Source records

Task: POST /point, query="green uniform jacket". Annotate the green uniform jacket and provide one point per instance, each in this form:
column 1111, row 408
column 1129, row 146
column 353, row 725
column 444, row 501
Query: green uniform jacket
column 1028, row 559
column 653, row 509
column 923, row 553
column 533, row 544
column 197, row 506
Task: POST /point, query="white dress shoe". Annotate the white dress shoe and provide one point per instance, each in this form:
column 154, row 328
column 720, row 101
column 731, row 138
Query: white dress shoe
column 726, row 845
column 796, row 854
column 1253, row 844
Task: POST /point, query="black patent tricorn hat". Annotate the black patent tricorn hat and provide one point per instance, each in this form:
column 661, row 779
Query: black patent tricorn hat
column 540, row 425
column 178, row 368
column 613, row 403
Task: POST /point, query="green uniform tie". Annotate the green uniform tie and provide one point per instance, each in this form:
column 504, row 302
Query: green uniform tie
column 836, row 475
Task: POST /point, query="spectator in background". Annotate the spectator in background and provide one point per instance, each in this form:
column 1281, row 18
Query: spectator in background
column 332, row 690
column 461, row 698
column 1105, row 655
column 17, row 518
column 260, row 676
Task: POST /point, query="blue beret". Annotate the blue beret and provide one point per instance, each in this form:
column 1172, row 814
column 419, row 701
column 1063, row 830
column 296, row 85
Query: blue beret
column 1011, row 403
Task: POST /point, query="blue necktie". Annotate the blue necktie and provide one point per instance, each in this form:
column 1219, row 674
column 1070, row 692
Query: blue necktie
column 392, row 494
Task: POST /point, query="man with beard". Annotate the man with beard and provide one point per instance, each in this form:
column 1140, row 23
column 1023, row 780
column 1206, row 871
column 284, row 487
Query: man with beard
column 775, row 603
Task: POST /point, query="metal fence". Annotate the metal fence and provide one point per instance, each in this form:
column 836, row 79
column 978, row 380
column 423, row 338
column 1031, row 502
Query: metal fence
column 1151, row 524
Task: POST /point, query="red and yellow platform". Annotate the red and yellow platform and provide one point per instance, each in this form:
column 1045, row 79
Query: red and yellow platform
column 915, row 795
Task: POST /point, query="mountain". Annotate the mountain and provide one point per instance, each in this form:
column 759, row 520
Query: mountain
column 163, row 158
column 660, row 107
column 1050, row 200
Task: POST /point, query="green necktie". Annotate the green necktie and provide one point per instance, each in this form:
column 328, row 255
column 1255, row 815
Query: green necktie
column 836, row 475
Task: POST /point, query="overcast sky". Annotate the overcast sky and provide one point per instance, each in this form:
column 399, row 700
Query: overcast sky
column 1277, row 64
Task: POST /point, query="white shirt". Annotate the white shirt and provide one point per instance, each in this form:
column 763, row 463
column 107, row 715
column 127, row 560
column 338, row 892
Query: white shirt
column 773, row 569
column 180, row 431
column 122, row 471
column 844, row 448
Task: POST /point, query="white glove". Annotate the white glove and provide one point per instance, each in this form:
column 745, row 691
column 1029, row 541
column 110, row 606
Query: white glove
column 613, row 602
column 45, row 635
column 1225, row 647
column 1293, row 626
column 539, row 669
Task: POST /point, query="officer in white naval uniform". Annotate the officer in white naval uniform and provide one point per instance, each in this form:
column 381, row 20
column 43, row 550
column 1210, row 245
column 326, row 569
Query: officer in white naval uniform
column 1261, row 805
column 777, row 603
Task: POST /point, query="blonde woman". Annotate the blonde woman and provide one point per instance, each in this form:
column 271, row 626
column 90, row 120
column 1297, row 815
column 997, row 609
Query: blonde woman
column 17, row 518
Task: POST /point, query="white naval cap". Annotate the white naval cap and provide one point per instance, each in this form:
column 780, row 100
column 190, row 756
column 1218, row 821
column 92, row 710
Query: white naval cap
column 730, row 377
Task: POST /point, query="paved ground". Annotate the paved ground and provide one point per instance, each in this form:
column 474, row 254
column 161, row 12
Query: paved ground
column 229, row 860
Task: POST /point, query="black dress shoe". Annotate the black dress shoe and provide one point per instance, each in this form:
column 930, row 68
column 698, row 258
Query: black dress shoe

== Task to carry out ==
Extract the whole listing, character for character.

== Response ==
Task: POST /point, query="green uniform jacket". Annotate the green uniform jacket and provide one point per instance, each in this form:
column 1111, row 408
column 1129, row 146
column 353, row 725
column 444, row 501
Query: green uniform jacket
column 1028, row 559
column 653, row 509
column 923, row 553
column 533, row 544
column 197, row 506
Task: POST /point, query="white dress shoe". Annotate the white dress shoe and provide one point per instance, each in this form:
column 154, row 328
column 720, row 101
column 731, row 138
Query: white dress shoe
column 726, row 845
column 796, row 854
column 1253, row 844
Task: POST /point, query="black patent tricorn hat". Annotate the black patent tricorn hat and provide one point per instance, each in this form:
column 661, row 779
Query: black patent tricorn hat
column 540, row 425
column 178, row 368
column 613, row 403
Task: POST /point, query="green uniform tie". Annotate the green uniform tie and provide one point per instance, each in this form:
column 504, row 302
Query: green uniform tie
column 836, row 475
Task: POST /point, query="spectator in background". Annotate the spectator in background and provide one point per instance, each in this form:
column 1281, row 18
Query: spectator in background
column 332, row 690
column 461, row 698
column 1105, row 655
column 17, row 518
column 260, row 676
Task: POST /point, query="blue beret". Annotate the blue beret and provide one point per instance, each in this form:
column 1172, row 814
column 419, row 701
column 1063, row 830
column 296, row 85
Query: blue beret
column 1011, row 403
Task: POST /point, query="blue necktie". Annotate the blue necktie and provide one point per instance, each in this form:
column 1219, row 674
column 1070, row 692
Query: blue necktie
column 392, row 494
Task: POST /point, query="man with beard". Annotate the man with beard and provide one point per instance, each in this form:
column 1140, row 23
column 1023, row 780
column 1206, row 871
column 284, row 487
Query: man with beard
column 775, row 603
Task: POST /point, query="metal fence". Annotate the metal fence and provide one point per instance, each in this form:
column 836, row 79
column 978, row 380
column 423, row 338
column 1031, row 502
Query: metal fence
column 1151, row 524
Task: POST /point, query="red and yellow platform". Annotate the red and yellow platform and provide one point per instance, each in this form:
column 1045, row 79
Query: red and yellow platform
column 915, row 795
Task: POST /point, query="mountain". Annotate the mountain and provide one point per instance, each in this form:
column 759, row 520
Query: mountain
column 163, row 158
column 660, row 107
column 1050, row 200
Task: POST /point, query="green necktie". Annotate the green necktie and provide one point per instance, each in this form:
column 328, row 255
column 1255, row 815
Query: green necktie
column 836, row 475
Task: POST /point, query="overcast sky". Annotate the overcast sky and provide one point per instance, each in this form:
column 399, row 700
Query: overcast sky
column 1277, row 64
Task: POST /point, query="white shirt". Annotate the white shirt and provide one point per instance, each in this form:
column 763, row 463
column 107, row 715
column 127, row 560
column 338, row 892
Query: white shirt
column 773, row 569
column 180, row 431
column 122, row 471
column 844, row 448
Task: POST /point, query="white glove". Annotate the white glove and provide one point per instance, each in this form:
column 745, row 691
column 1029, row 541
column 110, row 606
Query: white glove
column 613, row 602
column 45, row 635
column 1225, row 647
column 1293, row 626
column 539, row 669
Task: POST /point, query="officer in white naval uniform". Annotate the officer in white naval uniform and provide one point per instance, each in this form:
column 381, row 20
column 43, row 550
column 1210, row 245
column 326, row 569
Query: officer in white naval uniform
column 1261, row 805
column 777, row 603
Task: POST /point, query="blonde woman". Annotate the blonde woman and provide one point per instance, each in this form:
column 271, row 626
column 90, row 120
column 1297, row 815
column 997, row 609
Query: blonde woman
column 17, row 518
Task: POST /point, query="white naval cap". Annotate the white naval cap and provide one point per instance, each in this form:
column 780, row 100
column 190, row 756
column 1218, row 821
column 92, row 710
Query: white naval cap
column 730, row 377
Task: POST /point, query="paved ground". Annotate the paved ground and provide one point per instance, each in this form:
column 474, row 254
column 161, row 12
Query: paved ground
column 229, row 860
Task: POST /point, query="black dress shoe". Annotate the black dress shoe and provide one point per instance, each in this form:
column 930, row 68
column 698, row 258
Query: black dress shoe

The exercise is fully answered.